**WHAT TO PRODUCE:** Could you show all lines in the entries below that contain the string "handle"?

**Dataset entries:**

*** Begin section ***

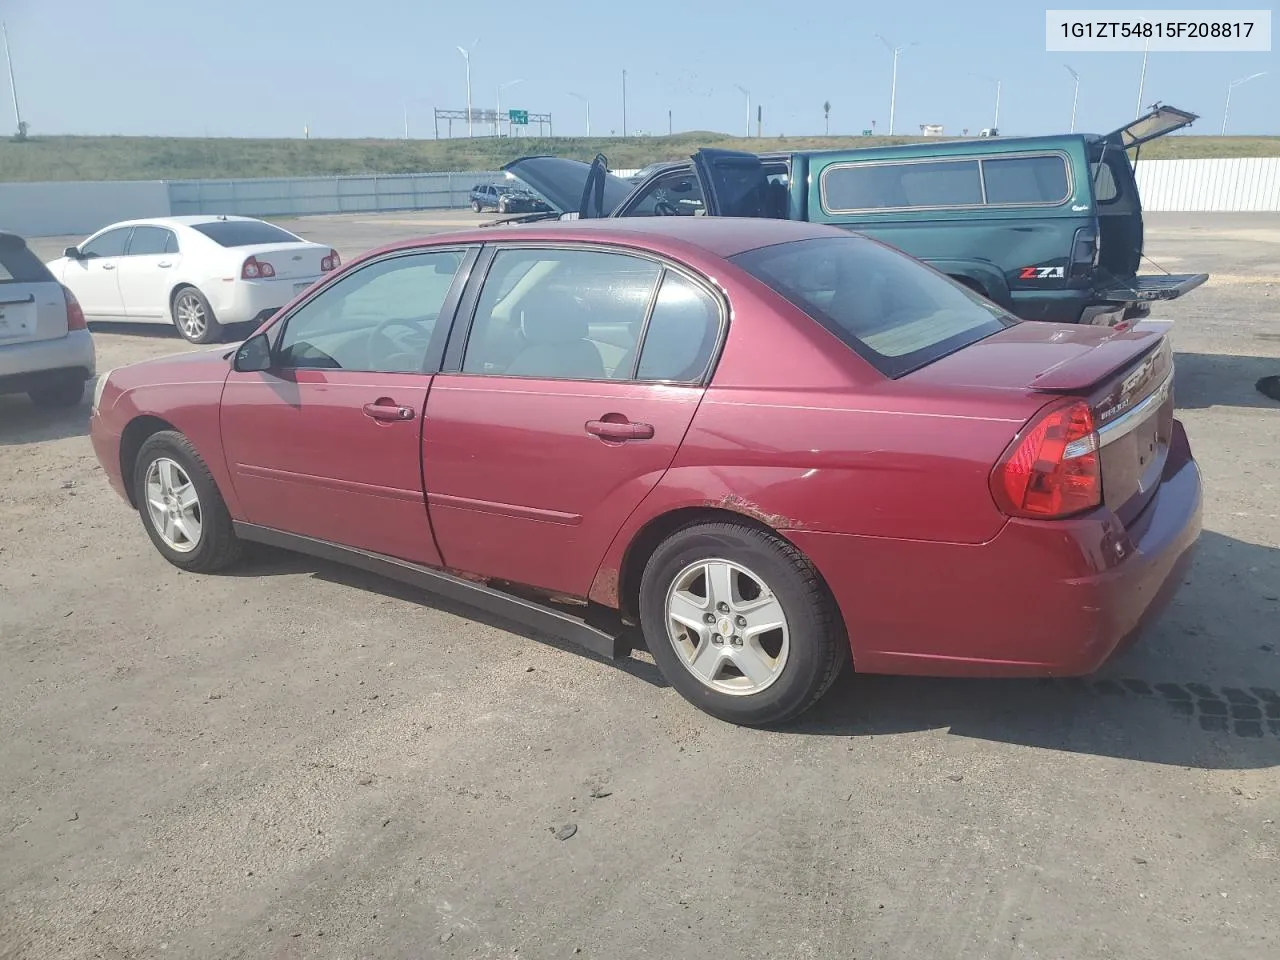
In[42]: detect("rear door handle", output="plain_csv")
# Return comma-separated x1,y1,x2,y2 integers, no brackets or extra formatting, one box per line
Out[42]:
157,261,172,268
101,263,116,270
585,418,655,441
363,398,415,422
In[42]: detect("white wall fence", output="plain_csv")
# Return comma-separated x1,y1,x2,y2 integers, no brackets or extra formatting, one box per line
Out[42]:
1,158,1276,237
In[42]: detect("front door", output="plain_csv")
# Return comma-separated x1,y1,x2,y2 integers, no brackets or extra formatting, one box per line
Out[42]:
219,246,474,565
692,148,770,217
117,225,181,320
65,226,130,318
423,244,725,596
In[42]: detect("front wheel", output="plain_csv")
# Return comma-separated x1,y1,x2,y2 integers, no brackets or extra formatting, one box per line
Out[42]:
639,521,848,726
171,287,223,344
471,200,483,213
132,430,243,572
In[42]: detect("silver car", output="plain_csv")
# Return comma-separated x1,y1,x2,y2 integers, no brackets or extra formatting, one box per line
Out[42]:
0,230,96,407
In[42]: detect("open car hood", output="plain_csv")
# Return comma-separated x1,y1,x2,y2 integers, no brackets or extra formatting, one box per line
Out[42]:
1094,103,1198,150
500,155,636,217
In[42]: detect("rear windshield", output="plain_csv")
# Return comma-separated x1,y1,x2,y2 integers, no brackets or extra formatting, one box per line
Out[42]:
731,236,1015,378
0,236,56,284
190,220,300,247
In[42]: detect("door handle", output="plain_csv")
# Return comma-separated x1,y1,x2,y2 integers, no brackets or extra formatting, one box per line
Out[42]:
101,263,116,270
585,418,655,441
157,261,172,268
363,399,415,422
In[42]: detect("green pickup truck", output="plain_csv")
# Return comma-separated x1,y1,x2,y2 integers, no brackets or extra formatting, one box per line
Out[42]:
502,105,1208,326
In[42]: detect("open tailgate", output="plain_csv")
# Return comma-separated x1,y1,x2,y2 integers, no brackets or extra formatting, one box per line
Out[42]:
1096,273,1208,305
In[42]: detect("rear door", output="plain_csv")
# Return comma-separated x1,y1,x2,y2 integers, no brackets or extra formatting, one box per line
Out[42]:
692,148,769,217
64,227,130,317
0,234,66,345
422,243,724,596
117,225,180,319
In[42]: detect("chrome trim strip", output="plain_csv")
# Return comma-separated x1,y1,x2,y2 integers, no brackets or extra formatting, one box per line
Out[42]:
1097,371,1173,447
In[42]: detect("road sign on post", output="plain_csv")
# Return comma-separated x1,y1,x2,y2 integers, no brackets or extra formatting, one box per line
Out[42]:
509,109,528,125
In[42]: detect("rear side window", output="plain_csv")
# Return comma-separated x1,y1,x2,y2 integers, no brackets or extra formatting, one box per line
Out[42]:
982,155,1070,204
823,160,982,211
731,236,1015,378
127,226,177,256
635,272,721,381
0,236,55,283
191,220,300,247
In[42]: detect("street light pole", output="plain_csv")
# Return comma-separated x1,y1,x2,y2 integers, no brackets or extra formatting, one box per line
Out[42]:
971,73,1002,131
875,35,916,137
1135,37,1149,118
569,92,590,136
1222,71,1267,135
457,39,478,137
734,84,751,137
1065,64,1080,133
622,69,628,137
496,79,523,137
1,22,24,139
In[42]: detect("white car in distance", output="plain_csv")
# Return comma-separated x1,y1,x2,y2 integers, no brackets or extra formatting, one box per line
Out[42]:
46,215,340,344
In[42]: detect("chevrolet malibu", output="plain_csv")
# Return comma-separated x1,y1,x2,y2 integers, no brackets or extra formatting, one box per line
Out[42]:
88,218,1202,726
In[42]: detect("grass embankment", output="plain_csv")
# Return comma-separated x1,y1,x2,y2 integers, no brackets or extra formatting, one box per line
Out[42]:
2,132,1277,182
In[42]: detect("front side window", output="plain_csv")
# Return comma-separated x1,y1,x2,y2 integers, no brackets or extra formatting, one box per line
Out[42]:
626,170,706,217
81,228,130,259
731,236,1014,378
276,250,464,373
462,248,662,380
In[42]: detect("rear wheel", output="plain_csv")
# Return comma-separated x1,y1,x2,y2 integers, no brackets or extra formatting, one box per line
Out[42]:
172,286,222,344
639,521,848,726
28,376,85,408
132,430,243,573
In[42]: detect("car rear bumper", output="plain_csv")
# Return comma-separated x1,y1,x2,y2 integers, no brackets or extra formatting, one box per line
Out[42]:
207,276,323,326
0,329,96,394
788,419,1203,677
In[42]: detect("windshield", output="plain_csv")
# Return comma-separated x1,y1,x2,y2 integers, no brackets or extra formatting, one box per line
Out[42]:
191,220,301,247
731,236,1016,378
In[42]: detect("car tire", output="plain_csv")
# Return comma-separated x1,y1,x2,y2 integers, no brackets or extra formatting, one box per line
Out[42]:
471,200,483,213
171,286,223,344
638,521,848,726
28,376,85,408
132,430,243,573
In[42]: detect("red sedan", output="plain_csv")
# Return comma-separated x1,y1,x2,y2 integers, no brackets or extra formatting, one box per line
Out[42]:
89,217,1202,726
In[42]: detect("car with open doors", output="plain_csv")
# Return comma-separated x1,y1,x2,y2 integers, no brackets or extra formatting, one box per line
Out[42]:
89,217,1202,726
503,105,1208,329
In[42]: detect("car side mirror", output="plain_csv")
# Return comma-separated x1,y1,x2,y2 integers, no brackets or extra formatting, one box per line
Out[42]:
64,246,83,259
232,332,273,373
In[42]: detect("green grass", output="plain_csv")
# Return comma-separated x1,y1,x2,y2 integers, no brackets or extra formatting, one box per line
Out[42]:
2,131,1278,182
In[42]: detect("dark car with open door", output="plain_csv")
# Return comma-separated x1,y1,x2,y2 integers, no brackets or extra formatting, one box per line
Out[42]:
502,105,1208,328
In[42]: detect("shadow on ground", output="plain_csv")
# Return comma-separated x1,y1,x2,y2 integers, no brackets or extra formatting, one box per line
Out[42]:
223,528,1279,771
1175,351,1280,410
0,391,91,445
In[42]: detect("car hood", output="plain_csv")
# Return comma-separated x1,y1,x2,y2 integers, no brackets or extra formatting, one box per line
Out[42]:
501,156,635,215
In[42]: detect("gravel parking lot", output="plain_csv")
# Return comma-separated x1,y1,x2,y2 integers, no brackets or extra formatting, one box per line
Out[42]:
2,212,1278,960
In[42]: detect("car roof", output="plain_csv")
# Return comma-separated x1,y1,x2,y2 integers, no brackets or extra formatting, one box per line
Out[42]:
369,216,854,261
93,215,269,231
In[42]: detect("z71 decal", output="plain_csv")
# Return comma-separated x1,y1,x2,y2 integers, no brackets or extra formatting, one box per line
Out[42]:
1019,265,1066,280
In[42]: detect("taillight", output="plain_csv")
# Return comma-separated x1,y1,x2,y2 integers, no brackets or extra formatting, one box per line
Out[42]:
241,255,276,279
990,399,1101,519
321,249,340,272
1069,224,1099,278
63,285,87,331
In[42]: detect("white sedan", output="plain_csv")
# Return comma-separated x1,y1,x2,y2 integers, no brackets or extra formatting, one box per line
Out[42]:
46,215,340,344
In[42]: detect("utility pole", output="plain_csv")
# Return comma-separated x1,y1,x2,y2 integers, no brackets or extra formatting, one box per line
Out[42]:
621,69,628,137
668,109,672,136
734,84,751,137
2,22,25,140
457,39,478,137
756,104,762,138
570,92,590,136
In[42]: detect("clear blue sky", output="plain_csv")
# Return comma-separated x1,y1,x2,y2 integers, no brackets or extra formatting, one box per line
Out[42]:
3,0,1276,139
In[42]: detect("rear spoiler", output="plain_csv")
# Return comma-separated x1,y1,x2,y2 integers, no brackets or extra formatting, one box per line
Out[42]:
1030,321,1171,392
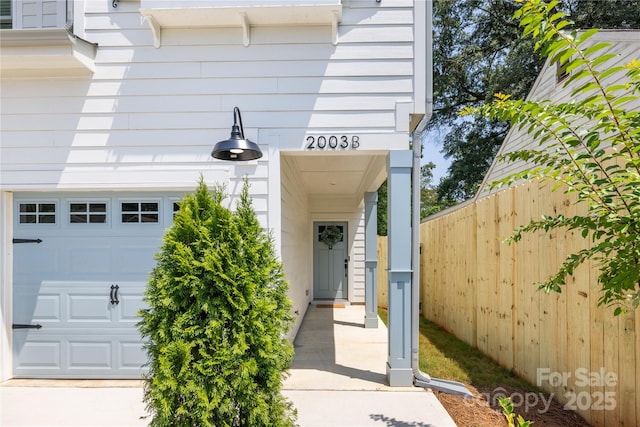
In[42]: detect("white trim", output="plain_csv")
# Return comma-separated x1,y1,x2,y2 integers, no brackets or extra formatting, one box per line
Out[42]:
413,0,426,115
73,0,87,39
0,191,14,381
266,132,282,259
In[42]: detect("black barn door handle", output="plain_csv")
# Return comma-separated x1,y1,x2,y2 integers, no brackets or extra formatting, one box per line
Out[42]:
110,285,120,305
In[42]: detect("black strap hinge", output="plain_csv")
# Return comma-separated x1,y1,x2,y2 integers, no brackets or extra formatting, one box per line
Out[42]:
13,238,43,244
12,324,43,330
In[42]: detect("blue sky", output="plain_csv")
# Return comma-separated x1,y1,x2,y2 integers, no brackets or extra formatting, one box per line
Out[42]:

*** End section ***

**OUTPUT BELOW:**
In[42]: detect("rear door handle", output="plain_csv")
In[42]: detect("door handle", output="plain_csv")
In[42]: detect("black barn door handle", output="plain_csv")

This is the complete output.